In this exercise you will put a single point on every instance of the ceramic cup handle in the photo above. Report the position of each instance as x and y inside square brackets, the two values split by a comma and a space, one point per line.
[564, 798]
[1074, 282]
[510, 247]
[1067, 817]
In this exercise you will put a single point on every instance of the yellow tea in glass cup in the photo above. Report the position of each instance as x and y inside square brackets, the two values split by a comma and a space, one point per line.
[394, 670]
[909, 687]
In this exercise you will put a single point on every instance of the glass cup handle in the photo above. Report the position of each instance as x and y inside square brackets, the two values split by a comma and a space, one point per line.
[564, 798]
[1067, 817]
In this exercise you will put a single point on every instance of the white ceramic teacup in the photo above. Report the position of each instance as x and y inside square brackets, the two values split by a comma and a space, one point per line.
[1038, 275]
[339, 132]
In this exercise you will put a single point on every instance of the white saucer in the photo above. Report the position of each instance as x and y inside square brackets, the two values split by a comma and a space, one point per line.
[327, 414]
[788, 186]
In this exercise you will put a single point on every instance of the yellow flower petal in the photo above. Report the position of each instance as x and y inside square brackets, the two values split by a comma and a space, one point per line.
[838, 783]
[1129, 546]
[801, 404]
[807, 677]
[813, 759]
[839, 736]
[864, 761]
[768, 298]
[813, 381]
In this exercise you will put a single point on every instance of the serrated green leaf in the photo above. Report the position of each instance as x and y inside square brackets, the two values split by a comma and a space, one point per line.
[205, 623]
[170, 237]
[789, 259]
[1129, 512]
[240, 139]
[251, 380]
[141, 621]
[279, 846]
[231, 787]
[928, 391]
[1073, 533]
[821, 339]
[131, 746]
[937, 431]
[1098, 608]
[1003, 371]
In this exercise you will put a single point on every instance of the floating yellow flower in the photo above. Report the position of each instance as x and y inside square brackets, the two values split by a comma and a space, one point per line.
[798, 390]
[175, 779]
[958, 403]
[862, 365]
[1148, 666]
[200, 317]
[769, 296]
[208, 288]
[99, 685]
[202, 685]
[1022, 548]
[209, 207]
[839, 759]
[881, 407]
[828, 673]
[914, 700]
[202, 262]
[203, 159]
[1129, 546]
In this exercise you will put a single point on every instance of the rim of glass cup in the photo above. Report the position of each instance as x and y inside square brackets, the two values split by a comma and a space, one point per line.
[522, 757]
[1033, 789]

·····

# [WHAT IS EXPECTED]
The records need to be reproduced in their entirety, word for word.

# [RESPONSE]
In this exercise you will put a single point on every instance of the ceramic cup handle in the photo above. Report the position of each instance as x and y inside square brackets, the two values split by a comma and a space, one point per line.
[564, 798]
[1074, 282]
[510, 247]
[1067, 817]
In this exercise you will put a single point on every instance of the yellow tea in glass cup in the photo above. Report the position of each instance as x and y inside square brackets, the two values split by a comma and a space, one point per line.
[394, 670]
[909, 687]
In this exercise you will put a single point on every instance of the glass cup handle in the photo above. Report the position of each instance as x and y inside square brackets, the two values split by a comma and a space, one point per line.
[564, 798]
[1067, 817]
In this exercise you will put a single point on every instance of the white ceramic teacup in the photo above. Report the position of each instance as x and y inside square brackets, the two values split by a comma and a space, one point per line.
[1038, 275]
[339, 132]
In this exercise you will put a single point on every instance of the white saucer in the photo above. Report the position of each instance as x and y inside square brackets, the two values split by a comma and a space, one point per line.
[327, 414]
[788, 186]
In this exercise you will put a single point on every instance of the yellow flower petal in the photo above. Report the position of each instance as x and y inside square brackets, the two values split by a comma and a space, one point per line.
[838, 783]
[1129, 546]
[801, 404]
[807, 677]
[813, 759]
[839, 736]
[864, 761]
[768, 298]
[813, 381]
In this exercise you will put a single point on every instance of the serrated green leaf in the photo above. Report the position of each instance as x and y inside square brackets, the two values split by a comma and a space, one point per line.
[205, 623]
[170, 237]
[789, 259]
[1129, 512]
[240, 139]
[251, 380]
[141, 621]
[279, 846]
[231, 787]
[928, 391]
[1073, 533]
[821, 339]
[131, 746]
[937, 431]
[1098, 608]
[1003, 371]
In this exercise you will put a single point on every instance of the floating yellow flower in the photo above. Report the position of each instance as x and y inside square brackets, the two values split by a comma and a space, one point per line.
[798, 390]
[175, 779]
[958, 403]
[862, 365]
[1148, 666]
[200, 317]
[769, 296]
[208, 288]
[99, 685]
[202, 685]
[1022, 548]
[209, 207]
[839, 759]
[881, 407]
[828, 673]
[914, 700]
[202, 262]
[203, 159]
[1129, 546]
In this exercise you will put a single point on every instance of the rim of glass cup in the photo above. Report the position of each instance as x and y inside square brackets, the two values split by a comma and a space, one point per line.
[522, 757]
[1033, 789]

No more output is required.